For the string "glass", state how many lines of the data hold it. Give nothing besides the number.

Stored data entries
--------------------

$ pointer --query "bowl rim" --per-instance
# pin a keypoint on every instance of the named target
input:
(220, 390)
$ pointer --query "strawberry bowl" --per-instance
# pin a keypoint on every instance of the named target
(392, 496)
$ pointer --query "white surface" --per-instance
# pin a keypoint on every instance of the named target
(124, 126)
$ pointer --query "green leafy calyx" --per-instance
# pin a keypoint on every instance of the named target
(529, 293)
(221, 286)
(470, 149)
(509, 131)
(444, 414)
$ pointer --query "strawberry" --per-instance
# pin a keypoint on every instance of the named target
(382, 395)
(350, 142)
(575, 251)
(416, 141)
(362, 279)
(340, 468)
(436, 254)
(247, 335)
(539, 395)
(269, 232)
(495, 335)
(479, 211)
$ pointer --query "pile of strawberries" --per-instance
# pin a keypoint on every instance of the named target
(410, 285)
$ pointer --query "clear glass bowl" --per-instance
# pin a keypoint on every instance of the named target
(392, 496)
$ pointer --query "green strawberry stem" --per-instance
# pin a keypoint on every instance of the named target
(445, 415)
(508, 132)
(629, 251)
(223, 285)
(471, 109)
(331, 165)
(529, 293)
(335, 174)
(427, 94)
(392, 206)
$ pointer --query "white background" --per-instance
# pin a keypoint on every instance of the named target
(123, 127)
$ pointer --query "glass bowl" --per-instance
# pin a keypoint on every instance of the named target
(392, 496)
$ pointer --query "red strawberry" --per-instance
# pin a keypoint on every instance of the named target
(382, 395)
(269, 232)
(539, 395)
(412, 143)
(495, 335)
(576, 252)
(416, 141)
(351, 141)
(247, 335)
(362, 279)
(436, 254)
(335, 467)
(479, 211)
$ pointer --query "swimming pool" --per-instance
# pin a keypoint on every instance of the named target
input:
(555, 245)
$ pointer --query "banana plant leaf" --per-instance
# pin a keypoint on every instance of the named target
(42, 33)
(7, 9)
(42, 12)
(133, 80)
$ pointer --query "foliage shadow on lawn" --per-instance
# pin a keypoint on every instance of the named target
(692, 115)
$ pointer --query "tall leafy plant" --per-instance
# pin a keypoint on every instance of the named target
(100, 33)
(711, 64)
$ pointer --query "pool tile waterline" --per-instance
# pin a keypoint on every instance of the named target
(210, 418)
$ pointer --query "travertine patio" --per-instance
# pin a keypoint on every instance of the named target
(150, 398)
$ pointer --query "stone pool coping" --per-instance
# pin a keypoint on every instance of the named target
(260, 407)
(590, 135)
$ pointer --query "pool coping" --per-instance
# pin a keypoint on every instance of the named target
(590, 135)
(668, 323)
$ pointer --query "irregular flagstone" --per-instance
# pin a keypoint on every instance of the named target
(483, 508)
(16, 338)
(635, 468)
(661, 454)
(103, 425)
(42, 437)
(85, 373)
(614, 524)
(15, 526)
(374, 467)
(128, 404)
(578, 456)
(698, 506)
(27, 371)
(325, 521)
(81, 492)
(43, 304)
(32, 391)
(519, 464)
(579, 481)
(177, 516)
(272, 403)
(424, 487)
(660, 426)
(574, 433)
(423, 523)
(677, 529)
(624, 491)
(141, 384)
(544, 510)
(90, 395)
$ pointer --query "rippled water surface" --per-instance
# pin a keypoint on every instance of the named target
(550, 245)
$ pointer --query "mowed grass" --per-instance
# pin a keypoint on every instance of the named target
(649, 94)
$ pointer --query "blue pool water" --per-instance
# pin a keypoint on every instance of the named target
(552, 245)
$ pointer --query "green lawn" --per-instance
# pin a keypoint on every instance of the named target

--------------------

**Exercise response:**
2